- WRITTEN TASK -
Could you render the records between the line containing "spot the yellow" and the line containing "[559,418,667,505]", inclusive, as a Markdown table with columns named Row and Line, one row per non-blank line, and leave the pictures out?

(Excerpts of labeled region records)

>> BEGIN

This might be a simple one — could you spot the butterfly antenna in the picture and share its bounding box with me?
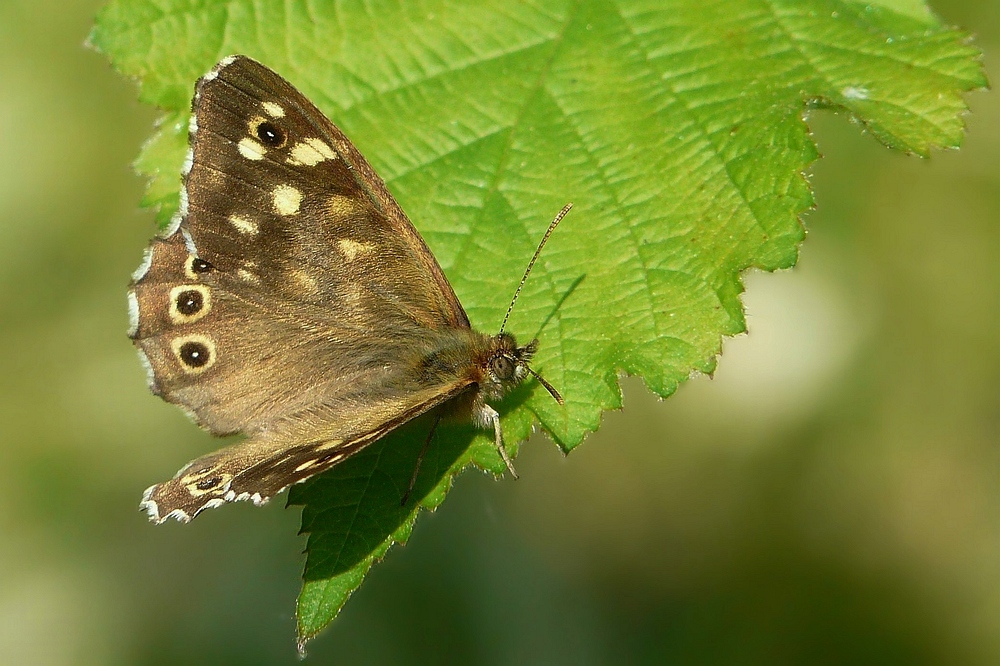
[500,203,573,334]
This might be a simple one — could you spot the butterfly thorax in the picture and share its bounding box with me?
[416,328,538,400]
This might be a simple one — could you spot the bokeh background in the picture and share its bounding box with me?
[0,0,1000,666]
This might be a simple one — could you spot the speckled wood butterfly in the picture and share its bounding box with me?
[128,56,569,523]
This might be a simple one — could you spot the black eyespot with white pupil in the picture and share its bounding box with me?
[257,120,285,148]
[177,289,205,317]
[179,342,211,368]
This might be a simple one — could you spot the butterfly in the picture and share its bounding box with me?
[128,55,571,523]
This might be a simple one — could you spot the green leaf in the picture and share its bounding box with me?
[92,0,986,641]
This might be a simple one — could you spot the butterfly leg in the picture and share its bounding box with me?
[480,403,518,479]
[399,413,441,506]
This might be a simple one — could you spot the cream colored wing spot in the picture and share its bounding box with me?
[128,291,139,338]
[236,137,267,162]
[170,333,215,375]
[260,102,285,118]
[287,137,337,166]
[169,284,212,324]
[271,185,302,216]
[132,247,153,282]
[337,238,375,261]
[135,347,157,393]
[229,215,260,236]
[236,268,260,284]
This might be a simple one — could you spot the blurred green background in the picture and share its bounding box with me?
[0,0,1000,665]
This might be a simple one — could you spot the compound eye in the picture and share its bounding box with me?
[490,356,514,379]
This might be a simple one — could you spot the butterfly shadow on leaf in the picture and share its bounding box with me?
[288,412,480,581]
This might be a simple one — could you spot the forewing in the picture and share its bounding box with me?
[181,56,469,329]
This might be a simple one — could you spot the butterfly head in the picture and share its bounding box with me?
[480,333,563,404]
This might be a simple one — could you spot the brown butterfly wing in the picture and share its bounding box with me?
[129,56,476,521]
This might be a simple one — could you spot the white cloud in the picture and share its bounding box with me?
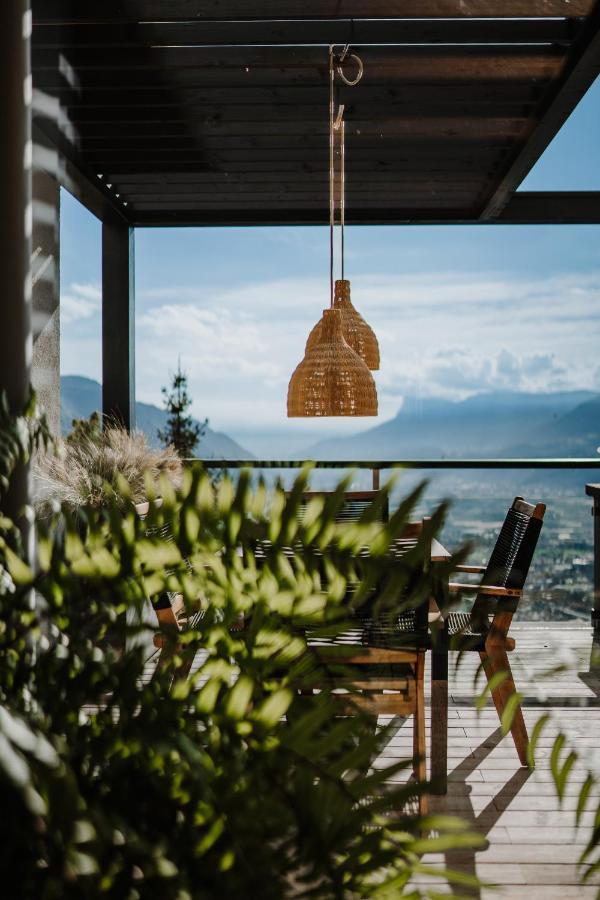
[60,283,102,325]
[61,271,600,433]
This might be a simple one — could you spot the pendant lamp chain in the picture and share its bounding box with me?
[287,45,379,417]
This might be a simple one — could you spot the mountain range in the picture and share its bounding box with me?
[60,375,253,459]
[303,391,600,460]
[61,375,600,468]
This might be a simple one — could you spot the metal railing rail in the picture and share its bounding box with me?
[192,456,600,471]
[186,456,600,634]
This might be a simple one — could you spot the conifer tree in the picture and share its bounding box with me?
[158,361,208,459]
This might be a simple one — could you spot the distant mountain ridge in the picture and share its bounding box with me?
[60,375,254,459]
[303,391,600,460]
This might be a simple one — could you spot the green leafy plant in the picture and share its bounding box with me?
[0,398,482,900]
[65,411,102,444]
[158,363,208,459]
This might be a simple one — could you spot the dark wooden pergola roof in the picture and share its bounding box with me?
[32,0,600,226]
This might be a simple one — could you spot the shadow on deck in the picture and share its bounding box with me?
[381,623,600,900]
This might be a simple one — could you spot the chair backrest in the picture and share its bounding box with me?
[300,491,390,522]
[472,497,546,619]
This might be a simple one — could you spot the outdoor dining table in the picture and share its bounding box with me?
[256,538,451,793]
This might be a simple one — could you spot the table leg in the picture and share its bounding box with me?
[431,647,448,794]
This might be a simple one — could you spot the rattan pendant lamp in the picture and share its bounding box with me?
[287,47,379,418]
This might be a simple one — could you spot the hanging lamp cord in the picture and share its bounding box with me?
[329,44,364,309]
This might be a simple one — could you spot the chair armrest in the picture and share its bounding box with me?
[448,581,523,597]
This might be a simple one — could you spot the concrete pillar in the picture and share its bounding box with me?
[0,0,32,544]
[31,170,60,436]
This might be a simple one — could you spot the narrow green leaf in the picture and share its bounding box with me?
[500,691,523,734]
[575,775,596,827]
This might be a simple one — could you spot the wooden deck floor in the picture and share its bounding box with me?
[394,623,600,900]
[145,623,600,900]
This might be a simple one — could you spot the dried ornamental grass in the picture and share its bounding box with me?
[34,424,183,515]
[287,309,377,417]
[305,278,379,371]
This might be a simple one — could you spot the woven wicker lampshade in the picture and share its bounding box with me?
[287,309,377,417]
[306,278,379,371]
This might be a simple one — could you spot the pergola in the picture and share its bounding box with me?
[0,0,600,520]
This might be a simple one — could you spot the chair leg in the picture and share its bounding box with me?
[431,647,448,794]
[413,651,428,816]
[479,648,529,766]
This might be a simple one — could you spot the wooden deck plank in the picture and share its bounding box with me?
[398,623,600,900]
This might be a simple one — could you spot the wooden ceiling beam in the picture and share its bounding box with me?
[481,6,600,221]
[32,0,595,24]
[132,191,600,227]
[32,45,565,77]
[33,18,584,52]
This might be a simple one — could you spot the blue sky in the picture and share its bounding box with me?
[61,82,600,453]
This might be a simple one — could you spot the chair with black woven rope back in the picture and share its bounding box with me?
[272,491,429,814]
[444,497,546,766]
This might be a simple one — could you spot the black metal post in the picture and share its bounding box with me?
[585,484,600,634]
[102,218,135,429]
[0,0,32,547]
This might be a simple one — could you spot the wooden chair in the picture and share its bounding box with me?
[444,497,546,765]
[278,491,429,815]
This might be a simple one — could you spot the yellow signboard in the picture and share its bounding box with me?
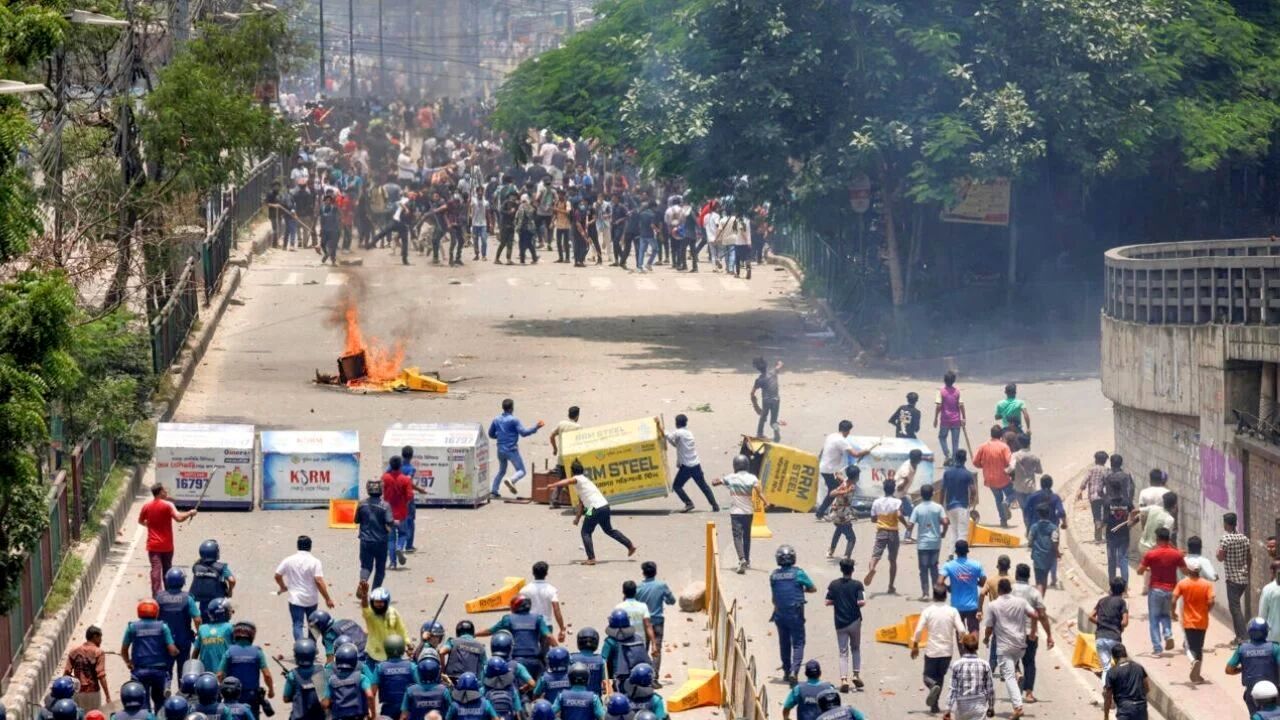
[745,438,819,512]
[559,418,667,505]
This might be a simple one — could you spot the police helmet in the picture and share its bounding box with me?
[604,693,631,717]
[307,610,333,633]
[383,633,404,660]
[49,675,79,700]
[196,673,219,705]
[293,638,317,667]
[232,620,257,642]
[209,597,232,623]
[417,657,440,683]
[452,673,480,702]
[489,630,513,657]
[164,694,191,720]
[120,678,147,711]
[138,598,160,620]
[627,662,653,688]
[198,539,221,562]
[164,568,187,592]
[1249,680,1276,702]
[178,673,200,697]
[577,628,600,652]
[529,700,556,720]
[333,643,360,670]
[1249,618,1271,643]
[49,697,79,720]
[547,646,568,673]
[773,544,796,568]
[484,657,511,678]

>> END

- WRITTEN REPLY -
| Row | Line |
|---|---|
| 1 | This might be a simple one — could you spot the yellow signboard in the picture and share its bounding box with me? |
| 2 | [745,438,819,512] |
| 3 | [559,418,667,505] |